SOURCE INFORMATION
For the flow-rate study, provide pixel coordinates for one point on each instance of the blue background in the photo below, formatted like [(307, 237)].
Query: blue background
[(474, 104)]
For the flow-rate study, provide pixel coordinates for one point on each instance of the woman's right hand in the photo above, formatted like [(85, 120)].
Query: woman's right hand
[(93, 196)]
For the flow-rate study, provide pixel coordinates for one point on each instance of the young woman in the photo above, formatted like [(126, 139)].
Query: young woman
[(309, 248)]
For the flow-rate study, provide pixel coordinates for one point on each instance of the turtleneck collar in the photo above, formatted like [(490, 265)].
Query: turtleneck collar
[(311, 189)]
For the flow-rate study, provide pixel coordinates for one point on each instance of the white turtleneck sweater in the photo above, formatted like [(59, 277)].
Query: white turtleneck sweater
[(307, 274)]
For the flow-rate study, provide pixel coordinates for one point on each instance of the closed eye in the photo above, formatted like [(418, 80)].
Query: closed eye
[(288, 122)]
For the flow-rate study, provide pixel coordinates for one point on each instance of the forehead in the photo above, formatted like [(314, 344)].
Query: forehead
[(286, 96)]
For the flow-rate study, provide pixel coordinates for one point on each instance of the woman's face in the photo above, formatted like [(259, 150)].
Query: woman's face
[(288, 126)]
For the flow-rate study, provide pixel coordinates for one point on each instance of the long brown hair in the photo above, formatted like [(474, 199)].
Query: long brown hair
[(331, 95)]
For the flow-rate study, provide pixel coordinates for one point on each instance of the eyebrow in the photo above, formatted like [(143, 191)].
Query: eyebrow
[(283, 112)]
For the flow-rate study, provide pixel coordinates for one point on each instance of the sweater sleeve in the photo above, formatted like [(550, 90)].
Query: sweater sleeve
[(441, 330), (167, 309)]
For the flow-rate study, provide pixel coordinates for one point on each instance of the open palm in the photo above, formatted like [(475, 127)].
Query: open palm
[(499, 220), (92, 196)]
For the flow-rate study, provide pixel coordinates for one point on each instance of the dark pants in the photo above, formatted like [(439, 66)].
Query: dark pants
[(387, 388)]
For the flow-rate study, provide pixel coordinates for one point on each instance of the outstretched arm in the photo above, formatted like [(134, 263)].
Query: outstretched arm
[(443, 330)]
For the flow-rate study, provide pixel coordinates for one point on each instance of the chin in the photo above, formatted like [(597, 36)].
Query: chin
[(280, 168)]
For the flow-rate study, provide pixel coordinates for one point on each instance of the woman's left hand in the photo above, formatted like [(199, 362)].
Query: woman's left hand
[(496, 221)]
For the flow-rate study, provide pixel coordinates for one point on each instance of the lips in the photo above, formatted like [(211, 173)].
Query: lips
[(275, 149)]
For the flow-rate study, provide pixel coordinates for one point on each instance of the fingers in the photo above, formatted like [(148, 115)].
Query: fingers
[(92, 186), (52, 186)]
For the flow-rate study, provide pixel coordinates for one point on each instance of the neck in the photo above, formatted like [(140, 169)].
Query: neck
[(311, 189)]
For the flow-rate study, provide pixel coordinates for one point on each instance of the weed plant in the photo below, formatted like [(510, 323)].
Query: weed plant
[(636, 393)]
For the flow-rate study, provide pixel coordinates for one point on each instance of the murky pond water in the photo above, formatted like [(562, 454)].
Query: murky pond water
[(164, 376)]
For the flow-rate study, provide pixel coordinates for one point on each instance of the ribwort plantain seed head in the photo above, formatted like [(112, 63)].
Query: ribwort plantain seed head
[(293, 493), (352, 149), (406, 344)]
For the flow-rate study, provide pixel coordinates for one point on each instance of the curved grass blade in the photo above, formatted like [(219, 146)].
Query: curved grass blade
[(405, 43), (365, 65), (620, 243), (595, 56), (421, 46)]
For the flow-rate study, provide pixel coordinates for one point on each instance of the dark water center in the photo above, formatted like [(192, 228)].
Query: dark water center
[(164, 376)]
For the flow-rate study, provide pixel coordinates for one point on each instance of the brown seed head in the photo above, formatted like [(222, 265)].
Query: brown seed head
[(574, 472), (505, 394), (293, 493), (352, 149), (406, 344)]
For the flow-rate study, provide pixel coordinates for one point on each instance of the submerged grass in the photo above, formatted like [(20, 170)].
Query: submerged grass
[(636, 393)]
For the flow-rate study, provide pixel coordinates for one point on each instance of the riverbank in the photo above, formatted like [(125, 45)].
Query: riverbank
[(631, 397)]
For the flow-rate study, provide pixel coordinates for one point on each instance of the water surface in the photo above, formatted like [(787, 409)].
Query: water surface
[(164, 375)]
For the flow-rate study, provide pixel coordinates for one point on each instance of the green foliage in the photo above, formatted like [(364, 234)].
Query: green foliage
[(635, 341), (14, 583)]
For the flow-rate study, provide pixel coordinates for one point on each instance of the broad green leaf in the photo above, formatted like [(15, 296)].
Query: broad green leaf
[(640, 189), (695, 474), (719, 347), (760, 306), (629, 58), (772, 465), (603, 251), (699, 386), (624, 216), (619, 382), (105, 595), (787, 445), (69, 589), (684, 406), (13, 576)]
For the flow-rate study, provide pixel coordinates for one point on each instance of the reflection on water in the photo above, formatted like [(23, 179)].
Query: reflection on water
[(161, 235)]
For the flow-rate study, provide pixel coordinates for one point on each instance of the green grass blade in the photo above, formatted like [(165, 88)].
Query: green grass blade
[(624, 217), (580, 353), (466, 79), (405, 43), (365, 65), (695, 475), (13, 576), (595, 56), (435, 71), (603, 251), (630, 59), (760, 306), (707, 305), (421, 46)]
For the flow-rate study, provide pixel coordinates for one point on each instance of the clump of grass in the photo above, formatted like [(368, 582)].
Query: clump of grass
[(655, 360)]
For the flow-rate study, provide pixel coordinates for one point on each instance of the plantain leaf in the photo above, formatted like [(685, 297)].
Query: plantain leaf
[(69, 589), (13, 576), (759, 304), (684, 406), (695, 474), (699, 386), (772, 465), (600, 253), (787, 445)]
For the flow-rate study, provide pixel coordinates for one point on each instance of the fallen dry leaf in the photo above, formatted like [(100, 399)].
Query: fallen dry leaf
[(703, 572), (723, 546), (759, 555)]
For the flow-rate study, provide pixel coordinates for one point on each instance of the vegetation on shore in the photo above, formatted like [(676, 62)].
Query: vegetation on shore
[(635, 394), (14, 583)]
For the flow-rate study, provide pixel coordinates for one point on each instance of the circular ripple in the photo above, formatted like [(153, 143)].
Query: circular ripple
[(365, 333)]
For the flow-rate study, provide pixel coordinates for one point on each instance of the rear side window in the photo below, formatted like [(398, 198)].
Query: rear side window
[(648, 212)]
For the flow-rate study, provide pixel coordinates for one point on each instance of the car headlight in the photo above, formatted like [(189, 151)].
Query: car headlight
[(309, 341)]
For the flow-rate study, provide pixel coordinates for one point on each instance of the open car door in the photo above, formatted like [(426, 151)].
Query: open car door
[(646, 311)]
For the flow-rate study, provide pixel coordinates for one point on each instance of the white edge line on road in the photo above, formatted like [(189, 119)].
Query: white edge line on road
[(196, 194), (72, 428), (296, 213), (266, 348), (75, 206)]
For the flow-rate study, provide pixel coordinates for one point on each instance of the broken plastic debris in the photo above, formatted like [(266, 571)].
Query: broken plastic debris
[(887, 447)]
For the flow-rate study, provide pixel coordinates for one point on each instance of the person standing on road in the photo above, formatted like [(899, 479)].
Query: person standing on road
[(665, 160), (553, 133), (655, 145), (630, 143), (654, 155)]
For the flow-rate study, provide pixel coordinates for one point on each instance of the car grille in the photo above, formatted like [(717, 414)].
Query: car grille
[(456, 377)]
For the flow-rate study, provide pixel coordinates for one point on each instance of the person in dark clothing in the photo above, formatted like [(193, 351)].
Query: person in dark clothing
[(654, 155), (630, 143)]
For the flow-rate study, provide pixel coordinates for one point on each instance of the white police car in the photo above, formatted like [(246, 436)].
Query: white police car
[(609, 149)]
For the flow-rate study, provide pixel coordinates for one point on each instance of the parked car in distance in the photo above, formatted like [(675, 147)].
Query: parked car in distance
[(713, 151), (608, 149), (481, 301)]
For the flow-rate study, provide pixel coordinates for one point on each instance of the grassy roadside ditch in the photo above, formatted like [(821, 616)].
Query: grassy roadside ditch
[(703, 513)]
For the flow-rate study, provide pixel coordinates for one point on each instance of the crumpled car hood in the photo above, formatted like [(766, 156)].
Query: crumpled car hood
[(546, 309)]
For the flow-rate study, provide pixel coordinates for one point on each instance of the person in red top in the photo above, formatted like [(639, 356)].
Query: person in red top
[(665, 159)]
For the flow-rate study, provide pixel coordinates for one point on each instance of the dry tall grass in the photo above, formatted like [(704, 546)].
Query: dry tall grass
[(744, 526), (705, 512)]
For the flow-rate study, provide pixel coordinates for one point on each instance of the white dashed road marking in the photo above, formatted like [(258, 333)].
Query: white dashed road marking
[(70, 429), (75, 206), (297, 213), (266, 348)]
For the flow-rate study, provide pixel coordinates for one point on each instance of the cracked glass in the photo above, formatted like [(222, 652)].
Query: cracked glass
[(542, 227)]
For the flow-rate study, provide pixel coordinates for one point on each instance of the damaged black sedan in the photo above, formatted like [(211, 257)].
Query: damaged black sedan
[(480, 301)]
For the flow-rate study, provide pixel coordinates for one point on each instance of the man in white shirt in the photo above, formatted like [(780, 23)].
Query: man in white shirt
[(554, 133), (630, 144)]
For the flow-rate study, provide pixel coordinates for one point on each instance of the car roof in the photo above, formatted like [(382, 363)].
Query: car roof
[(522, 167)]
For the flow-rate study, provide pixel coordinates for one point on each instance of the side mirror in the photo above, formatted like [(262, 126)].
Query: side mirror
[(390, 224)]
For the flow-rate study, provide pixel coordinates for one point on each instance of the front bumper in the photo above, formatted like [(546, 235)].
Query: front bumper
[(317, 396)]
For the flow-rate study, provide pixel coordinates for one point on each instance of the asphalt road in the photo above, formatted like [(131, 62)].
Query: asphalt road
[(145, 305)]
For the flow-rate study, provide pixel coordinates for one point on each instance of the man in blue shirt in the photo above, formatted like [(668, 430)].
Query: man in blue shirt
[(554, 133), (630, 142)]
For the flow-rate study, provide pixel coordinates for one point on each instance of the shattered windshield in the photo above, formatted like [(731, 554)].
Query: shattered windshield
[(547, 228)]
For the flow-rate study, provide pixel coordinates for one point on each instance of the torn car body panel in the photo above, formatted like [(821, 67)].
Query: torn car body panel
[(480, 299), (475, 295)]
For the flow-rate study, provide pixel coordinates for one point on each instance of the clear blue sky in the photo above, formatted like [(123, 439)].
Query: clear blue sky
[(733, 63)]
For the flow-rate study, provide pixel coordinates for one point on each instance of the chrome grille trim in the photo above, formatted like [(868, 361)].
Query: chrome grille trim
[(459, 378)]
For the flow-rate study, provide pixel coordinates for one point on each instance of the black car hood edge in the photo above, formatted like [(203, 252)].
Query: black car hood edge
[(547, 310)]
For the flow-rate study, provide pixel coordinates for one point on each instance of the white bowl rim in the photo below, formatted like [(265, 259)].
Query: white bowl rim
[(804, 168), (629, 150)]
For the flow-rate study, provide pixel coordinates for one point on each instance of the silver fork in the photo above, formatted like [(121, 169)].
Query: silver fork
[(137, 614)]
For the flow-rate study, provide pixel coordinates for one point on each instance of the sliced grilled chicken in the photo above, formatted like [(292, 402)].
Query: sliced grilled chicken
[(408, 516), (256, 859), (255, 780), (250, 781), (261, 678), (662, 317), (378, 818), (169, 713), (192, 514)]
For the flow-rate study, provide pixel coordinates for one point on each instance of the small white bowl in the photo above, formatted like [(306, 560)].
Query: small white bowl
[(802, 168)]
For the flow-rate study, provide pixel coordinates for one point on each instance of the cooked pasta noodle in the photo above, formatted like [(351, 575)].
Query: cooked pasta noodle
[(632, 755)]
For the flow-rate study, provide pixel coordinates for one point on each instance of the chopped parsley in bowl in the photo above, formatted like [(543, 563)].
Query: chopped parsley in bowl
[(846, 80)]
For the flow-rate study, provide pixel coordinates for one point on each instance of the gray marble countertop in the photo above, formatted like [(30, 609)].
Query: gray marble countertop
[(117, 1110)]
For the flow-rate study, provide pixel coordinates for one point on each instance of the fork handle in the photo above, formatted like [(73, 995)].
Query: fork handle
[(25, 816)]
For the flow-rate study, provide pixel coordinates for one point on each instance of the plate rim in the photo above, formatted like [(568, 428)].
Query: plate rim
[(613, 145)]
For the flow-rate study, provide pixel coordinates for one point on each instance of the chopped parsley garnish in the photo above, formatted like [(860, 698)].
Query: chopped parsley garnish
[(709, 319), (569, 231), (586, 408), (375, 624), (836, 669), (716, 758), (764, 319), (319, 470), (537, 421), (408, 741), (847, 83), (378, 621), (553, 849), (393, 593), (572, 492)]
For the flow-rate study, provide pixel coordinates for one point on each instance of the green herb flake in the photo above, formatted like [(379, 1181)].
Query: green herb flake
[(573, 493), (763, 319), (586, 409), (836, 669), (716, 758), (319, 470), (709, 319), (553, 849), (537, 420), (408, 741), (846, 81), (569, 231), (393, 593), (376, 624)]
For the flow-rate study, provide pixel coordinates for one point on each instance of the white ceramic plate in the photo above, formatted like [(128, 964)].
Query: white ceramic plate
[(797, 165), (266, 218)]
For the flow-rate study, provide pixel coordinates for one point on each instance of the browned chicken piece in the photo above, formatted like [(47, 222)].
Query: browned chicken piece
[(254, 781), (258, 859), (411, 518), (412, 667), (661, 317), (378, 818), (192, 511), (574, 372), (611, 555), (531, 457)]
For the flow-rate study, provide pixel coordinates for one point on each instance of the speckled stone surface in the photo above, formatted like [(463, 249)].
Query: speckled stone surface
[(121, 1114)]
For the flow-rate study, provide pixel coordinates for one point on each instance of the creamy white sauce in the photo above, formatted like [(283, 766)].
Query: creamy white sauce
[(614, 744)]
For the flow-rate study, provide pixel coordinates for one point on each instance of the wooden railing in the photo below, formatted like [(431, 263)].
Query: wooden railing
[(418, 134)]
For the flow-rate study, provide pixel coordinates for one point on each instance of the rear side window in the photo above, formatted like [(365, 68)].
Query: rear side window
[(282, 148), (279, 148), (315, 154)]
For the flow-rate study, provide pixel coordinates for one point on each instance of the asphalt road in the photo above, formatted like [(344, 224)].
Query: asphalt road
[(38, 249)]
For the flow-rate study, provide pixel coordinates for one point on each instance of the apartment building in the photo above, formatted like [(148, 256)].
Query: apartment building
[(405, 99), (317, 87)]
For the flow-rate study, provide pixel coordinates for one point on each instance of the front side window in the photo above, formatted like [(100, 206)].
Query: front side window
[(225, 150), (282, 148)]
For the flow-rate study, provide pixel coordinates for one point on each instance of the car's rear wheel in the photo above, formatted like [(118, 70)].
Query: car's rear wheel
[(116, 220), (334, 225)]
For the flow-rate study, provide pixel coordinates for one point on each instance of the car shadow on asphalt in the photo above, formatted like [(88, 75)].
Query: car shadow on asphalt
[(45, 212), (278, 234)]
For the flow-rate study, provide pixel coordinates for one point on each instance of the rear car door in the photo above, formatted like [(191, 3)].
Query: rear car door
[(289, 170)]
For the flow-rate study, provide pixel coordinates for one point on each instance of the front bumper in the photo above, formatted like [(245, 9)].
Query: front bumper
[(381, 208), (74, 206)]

ACTIVITY
From the listing, tally every line with the word "below" in it and give only the tally.

ANSWER BOX
5